>> START Data for this exercise

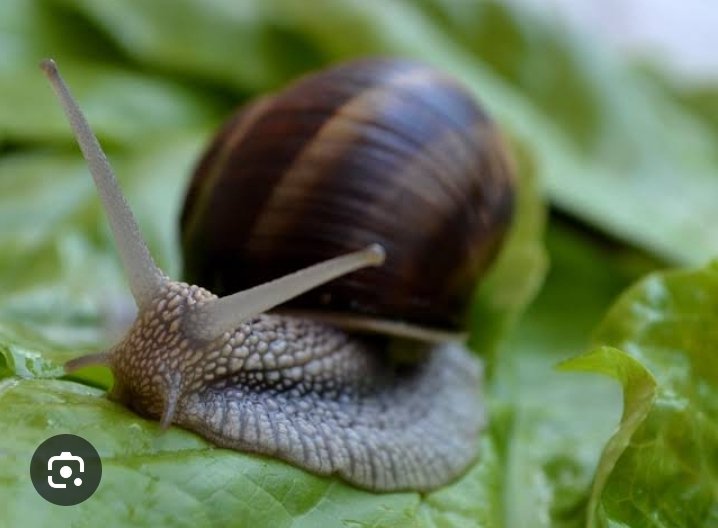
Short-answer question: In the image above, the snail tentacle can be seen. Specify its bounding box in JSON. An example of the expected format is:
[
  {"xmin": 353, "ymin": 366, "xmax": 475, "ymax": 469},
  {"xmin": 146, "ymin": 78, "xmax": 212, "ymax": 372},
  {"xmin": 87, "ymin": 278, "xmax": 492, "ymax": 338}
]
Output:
[
  {"xmin": 42, "ymin": 59, "xmax": 167, "ymax": 308},
  {"xmin": 190, "ymin": 244, "xmax": 385, "ymax": 341}
]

>> END Data for this exercise

Task: Rewrite every line of the rows above, requests included, and move each bounding box coordinate in the answers by adding 80 to it. Leave the pictures out.

Reply:
Short-answer question: In the image above, the snail tentacle can be seen. Specify its bounding box in JSON. An example of the expected format is:
[
  {"xmin": 353, "ymin": 366, "xmax": 475, "ymax": 469},
  {"xmin": 146, "ymin": 78, "xmax": 212, "ymax": 372},
  {"xmin": 87, "ymin": 278, "xmax": 492, "ymax": 338}
]
Output:
[
  {"xmin": 122, "ymin": 139, "xmax": 247, "ymax": 388},
  {"xmin": 270, "ymin": 324, "xmax": 465, "ymax": 421}
]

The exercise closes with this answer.